Can you reproduce, word for word, the stretch of the material below that opens with the line containing "Reviewer note. Confirm that each instance of the woman" and closes with the line containing "<point>571,212</point>", both of those lines included?

======== MATERIAL TO PROCESS ========

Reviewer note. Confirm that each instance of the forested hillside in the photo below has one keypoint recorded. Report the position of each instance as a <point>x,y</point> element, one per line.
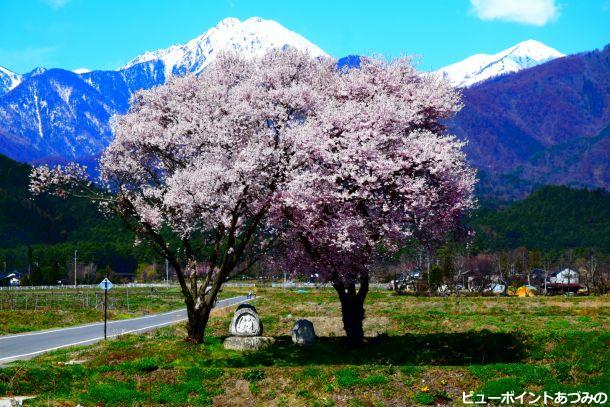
<point>45,230</point>
<point>552,218</point>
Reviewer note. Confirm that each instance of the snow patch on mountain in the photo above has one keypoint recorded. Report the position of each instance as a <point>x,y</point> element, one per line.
<point>8,80</point>
<point>251,38</point>
<point>481,67</point>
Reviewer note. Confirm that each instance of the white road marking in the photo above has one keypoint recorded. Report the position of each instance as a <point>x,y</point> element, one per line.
<point>86,325</point>
<point>10,358</point>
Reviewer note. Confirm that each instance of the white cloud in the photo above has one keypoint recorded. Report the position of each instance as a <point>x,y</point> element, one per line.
<point>533,12</point>
<point>56,3</point>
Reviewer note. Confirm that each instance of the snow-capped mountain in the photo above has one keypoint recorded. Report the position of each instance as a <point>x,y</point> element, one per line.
<point>481,67</point>
<point>8,80</point>
<point>251,37</point>
<point>64,114</point>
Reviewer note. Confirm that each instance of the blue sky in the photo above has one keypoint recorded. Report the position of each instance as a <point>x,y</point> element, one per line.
<point>100,34</point>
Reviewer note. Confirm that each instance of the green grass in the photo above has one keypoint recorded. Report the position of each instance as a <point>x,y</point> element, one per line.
<point>420,351</point>
<point>31,310</point>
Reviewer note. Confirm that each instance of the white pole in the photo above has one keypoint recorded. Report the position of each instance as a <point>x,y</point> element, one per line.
<point>75,268</point>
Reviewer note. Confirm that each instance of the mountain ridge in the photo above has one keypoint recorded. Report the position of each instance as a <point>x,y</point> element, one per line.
<point>481,67</point>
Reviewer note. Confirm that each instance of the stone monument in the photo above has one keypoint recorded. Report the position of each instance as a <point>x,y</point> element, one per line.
<point>246,330</point>
<point>303,333</point>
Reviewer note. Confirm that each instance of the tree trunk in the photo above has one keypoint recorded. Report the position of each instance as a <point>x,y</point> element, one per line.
<point>197,322</point>
<point>352,309</point>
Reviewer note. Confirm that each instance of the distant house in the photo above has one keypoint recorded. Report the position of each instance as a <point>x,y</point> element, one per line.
<point>565,276</point>
<point>11,279</point>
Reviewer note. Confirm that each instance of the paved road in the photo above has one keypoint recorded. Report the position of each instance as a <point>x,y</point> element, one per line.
<point>27,345</point>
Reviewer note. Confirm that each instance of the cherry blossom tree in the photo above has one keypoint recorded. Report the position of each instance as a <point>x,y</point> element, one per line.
<point>197,164</point>
<point>379,173</point>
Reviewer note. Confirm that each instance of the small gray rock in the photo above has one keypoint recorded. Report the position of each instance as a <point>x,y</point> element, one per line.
<point>246,322</point>
<point>303,333</point>
<point>243,343</point>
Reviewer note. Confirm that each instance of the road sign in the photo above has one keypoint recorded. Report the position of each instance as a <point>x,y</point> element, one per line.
<point>105,284</point>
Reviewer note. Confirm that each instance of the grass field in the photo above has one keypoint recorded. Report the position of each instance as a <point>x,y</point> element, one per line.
<point>420,351</point>
<point>31,310</point>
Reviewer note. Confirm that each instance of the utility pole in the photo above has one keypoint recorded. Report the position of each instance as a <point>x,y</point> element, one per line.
<point>75,268</point>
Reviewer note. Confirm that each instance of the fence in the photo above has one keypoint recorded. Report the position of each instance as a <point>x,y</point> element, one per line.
<point>89,298</point>
<point>127,285</point>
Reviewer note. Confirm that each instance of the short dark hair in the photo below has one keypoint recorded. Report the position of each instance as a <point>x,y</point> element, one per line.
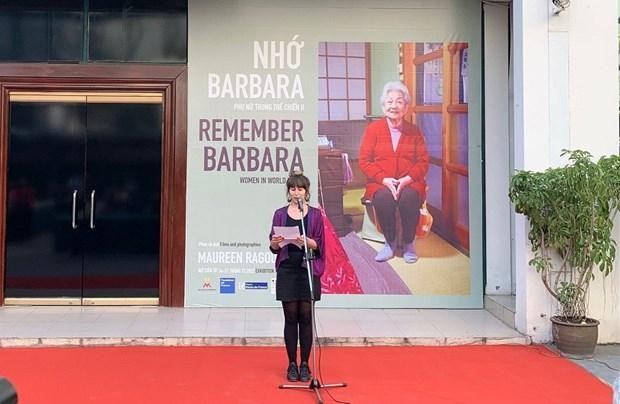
<point>297,179</point>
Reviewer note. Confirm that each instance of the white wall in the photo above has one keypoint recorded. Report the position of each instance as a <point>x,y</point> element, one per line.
<point>499,280</point>
<point>565,95</point>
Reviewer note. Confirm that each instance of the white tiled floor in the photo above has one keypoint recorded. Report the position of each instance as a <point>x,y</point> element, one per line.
<point>21,326</point>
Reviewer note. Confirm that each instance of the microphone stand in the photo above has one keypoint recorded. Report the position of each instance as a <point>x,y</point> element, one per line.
<point>315,385</point>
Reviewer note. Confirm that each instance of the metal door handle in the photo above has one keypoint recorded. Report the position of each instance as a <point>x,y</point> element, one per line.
<point>73,223</point>
<point>92,209</point>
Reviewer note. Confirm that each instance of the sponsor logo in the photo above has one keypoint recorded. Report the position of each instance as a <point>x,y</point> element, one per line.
<point>256,285</point>
<point>227,285</point>
<point>207,284</point>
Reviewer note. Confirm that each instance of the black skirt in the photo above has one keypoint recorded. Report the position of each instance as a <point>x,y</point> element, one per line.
<point>292,284</point>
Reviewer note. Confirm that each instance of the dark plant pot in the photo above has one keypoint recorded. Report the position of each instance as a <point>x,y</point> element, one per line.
<point>575,340</point>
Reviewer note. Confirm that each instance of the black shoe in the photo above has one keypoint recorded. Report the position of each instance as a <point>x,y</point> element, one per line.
<point>304,372</point>
<point>292,373</point>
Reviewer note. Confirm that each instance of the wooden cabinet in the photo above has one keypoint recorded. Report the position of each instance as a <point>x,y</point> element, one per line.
<point>331,183</point>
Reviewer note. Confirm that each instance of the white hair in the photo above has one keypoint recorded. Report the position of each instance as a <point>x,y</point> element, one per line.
<point>395,86</point>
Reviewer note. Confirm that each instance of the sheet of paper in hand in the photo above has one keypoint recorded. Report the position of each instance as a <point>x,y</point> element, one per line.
<point>290,234</point>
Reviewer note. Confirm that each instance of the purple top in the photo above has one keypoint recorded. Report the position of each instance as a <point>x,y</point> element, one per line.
<point>314,231</point>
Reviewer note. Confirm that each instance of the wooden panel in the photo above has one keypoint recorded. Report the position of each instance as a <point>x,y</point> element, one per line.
<point>137,80</point>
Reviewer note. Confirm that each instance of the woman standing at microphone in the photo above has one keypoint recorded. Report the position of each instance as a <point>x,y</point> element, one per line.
<point>292,286</point>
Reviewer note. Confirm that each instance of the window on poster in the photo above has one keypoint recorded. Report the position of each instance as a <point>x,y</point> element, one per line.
<point>342,81</point>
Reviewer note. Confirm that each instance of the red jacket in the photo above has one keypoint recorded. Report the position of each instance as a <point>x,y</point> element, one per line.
<point>378,159</point>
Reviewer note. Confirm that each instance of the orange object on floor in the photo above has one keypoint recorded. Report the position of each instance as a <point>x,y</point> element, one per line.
<point>456,374</point>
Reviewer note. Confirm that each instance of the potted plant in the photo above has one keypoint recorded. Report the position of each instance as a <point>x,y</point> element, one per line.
<point>571,212</point>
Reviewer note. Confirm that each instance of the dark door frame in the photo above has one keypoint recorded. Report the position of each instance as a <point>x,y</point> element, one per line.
<point>171,81</point>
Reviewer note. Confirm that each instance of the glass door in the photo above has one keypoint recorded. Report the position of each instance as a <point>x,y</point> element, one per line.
<point>123,187</point>
<point>83,199</point>
<point>45,183</point>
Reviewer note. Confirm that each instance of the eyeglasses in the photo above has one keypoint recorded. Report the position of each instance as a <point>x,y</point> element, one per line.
<point>399,102</point>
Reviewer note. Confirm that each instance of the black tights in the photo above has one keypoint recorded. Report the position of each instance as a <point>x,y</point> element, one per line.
<point>297,314</point>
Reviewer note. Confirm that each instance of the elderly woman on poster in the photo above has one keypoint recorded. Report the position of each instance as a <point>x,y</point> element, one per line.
<point>394,158</point>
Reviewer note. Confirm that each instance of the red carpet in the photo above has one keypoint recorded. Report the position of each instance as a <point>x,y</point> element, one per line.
<point>464,374</point>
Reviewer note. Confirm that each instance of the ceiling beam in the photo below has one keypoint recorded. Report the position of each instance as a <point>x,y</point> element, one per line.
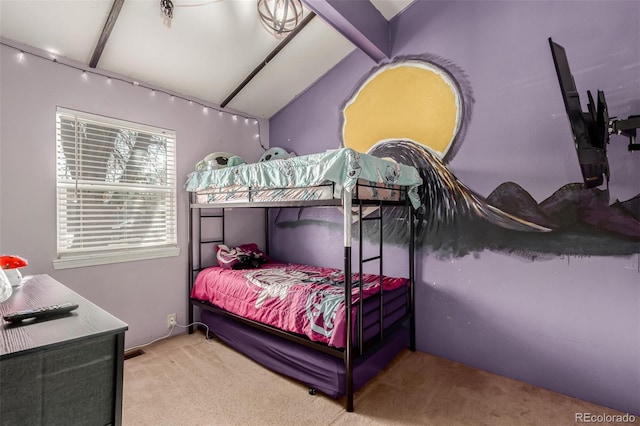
<point>359,21</point>
<point>106,32</point>
<point>268,59</point>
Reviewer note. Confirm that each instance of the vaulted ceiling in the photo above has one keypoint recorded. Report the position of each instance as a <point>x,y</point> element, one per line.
<point>213,50</point>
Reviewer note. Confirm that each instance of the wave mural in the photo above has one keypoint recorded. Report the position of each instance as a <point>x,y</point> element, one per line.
<point>454,221</point>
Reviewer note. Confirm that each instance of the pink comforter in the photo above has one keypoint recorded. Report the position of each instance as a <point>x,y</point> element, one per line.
<point>301,299</point>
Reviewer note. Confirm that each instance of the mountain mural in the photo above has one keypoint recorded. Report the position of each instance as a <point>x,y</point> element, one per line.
<point>454,221</point>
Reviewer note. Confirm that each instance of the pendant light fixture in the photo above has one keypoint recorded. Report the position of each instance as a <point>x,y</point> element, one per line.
<point>280,17</point>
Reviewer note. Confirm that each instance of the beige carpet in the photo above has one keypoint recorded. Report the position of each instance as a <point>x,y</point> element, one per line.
<point>187,380</point>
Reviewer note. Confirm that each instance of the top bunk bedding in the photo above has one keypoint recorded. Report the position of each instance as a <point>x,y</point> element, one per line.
<point>307,179</point>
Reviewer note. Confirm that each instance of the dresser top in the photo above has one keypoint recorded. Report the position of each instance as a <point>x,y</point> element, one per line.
<point>38,291</point>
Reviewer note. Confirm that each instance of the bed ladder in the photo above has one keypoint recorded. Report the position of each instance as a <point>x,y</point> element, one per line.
<point>361,262</point>
<point>202,214</point>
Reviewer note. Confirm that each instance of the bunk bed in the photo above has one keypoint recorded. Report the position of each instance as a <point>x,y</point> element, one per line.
<point>365,333</point>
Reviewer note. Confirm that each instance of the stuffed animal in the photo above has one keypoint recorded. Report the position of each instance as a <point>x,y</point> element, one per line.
<point>276,154</point>
<point>219,160</point>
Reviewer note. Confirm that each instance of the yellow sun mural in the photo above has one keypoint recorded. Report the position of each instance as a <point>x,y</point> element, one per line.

========

* **FINISHED TASK**:
Reviewer note. Confirm that each instance of the woman standing at microphone in the photo above has one keypoint recorded. Report the position of each instance as a <point>x,y</point> element, one per line.
<point>292,286</point>
Reviewer note. Confirm that each instance of the window on poster in the photo above has one keypoint recorded. Report the position of each instance as a <point>x,y</point> element, one per line.
<point>342,81</point>
Reviewer note. Confirm that each instance of the red jacket in the photo above has one keypoint recorded. Report the position of each instance as a <point>x,y</point> element, one per line.
<point>378,159</point>
Reviewer note. Confirm that each instance of the orange object on floor in the photo above has one keypoint recorded. Report the position of each instance as a <point>x,y</point> element, one per line.
<point>456,374</point>
Reviewer note. Confirm that each instance of the potted plant in the photo above has one keypoint recorded. Report the position of each instance as a <point>x,y</point> element, one per line.
<point>571,212</point>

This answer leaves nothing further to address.